> **AVAILABLE DATA**

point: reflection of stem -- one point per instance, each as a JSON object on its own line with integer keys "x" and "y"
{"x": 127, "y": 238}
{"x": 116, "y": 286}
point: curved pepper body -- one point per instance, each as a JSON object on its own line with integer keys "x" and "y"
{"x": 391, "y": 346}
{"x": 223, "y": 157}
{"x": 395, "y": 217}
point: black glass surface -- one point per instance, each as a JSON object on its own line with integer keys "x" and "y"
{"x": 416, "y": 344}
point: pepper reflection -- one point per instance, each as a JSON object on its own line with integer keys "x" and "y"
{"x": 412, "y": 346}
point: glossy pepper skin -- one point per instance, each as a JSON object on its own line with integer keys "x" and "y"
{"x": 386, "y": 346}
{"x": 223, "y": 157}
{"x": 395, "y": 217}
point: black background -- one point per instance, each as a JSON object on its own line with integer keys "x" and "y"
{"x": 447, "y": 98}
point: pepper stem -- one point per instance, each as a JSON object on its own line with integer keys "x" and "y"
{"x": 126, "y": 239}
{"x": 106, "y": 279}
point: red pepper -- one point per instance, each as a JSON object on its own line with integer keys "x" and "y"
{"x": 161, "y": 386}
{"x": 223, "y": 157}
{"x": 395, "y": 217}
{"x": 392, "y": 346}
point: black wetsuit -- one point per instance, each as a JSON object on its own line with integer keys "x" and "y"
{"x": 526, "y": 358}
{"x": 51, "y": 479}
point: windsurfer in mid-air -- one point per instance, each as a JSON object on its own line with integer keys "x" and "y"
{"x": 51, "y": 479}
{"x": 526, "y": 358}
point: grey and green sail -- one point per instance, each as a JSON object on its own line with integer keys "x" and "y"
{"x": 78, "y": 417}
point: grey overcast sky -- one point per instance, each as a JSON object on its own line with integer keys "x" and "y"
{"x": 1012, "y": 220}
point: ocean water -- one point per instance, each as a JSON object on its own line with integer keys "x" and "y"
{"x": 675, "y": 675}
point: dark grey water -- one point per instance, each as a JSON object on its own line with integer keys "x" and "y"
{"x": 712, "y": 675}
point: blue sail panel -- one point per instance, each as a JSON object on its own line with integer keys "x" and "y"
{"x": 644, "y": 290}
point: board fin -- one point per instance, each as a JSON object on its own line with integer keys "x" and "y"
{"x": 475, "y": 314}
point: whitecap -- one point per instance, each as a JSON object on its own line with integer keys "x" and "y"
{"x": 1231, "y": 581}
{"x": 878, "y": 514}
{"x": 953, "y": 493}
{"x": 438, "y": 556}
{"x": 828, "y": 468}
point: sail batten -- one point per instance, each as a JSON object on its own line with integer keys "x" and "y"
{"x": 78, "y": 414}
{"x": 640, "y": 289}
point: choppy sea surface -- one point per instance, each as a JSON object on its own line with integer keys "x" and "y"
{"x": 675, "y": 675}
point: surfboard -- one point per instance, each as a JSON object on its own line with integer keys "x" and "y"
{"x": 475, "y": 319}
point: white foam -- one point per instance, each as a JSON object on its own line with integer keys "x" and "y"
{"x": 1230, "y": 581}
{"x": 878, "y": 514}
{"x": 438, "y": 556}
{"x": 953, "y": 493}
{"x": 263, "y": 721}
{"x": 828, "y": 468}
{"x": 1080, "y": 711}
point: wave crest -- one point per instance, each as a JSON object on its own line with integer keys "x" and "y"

--

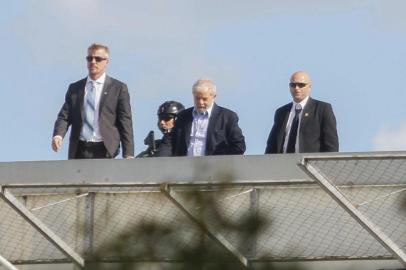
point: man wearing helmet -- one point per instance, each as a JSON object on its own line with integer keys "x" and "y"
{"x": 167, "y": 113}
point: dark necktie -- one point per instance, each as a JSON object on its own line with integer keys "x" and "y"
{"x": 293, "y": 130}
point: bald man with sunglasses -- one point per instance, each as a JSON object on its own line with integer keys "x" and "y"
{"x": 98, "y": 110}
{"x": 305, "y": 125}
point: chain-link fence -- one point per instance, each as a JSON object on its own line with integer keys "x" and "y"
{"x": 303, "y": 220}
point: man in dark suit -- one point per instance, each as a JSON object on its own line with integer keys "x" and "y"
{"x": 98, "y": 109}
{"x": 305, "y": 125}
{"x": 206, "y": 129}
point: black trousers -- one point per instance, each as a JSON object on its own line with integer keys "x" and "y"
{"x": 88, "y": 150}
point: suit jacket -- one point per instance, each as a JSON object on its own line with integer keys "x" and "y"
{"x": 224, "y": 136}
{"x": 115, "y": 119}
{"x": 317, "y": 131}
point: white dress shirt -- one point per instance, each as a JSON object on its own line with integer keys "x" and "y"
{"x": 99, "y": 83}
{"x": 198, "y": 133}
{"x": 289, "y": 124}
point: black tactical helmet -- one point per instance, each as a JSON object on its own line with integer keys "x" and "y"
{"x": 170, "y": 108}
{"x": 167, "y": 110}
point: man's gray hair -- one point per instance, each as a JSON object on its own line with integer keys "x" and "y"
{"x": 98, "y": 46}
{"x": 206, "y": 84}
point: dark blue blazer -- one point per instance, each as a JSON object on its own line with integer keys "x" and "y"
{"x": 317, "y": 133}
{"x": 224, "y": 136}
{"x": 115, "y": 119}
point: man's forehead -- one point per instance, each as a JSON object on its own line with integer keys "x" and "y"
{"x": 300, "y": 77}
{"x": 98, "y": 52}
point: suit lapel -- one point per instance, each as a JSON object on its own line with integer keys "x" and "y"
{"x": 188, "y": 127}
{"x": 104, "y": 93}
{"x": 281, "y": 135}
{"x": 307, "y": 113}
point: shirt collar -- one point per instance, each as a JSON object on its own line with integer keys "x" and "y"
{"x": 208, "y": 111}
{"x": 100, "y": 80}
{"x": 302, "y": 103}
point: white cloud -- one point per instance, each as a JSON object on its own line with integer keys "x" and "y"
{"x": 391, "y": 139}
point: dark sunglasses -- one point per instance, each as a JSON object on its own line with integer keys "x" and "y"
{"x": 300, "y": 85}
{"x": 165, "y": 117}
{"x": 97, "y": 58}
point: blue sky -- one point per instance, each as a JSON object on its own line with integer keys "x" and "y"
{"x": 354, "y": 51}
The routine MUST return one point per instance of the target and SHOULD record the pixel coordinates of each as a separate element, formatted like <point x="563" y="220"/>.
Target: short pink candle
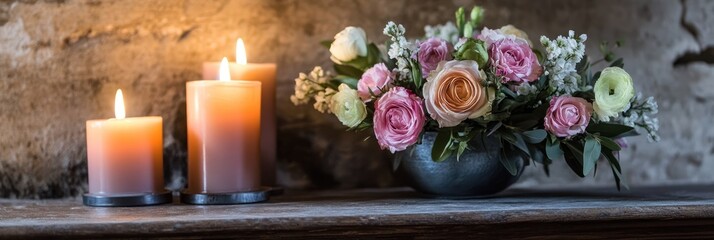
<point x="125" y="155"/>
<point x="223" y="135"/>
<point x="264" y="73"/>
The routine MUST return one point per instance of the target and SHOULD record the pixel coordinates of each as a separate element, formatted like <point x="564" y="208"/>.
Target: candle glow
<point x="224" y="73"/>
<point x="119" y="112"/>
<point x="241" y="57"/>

> **EXERCISE DIRECTIONS**
From the listing above, repeat exactly the lines starting at the line that includes "point: white foam" and ending at the line that includes "point: wave crest", with nothing outside that span.

> **REPLY TO THE TASK**
point: white foam -- one point per instance, each as a JSON object on its own line with integer keys "x" and "y"
{"x": 1230, "y": 581}
{"x": 878, "y": 514}
{"x": 438, "y": 556}
{"x": 953, "y": 493}
{"x": 263, "y": 721}
{"x": 828, "y": 468}
{"x": 1080, "y": 711}
point: wave crest -- one point per instance, each as a JSON object on its own line with integer keys "x" and "y"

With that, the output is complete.